### Records from a data collection
+-------+

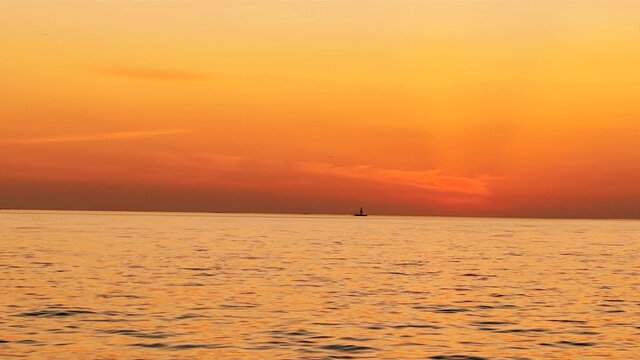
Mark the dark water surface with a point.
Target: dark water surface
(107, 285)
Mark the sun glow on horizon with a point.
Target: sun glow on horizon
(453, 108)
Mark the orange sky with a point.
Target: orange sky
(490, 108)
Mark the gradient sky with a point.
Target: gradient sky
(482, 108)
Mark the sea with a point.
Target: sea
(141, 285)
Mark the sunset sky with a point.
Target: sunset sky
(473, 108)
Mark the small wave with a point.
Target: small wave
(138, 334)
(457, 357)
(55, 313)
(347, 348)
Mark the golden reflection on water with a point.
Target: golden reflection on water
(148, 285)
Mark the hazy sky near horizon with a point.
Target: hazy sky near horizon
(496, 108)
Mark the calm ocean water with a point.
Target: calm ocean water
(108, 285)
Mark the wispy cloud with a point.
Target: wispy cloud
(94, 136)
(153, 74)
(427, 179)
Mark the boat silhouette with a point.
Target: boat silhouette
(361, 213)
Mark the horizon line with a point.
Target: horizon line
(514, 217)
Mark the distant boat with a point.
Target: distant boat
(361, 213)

+-------+

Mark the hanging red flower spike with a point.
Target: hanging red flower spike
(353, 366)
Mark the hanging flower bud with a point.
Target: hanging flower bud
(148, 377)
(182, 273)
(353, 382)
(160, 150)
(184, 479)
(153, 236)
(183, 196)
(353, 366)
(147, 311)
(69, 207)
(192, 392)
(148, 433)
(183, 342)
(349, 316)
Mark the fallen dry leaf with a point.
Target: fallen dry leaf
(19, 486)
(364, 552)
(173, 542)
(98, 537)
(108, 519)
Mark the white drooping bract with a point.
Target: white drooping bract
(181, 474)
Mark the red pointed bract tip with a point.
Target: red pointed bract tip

+-------+

### Prompt
Going line by line through the data, tally each one that includes the string "pointed", and answer with the tally only.

### Expected answer
2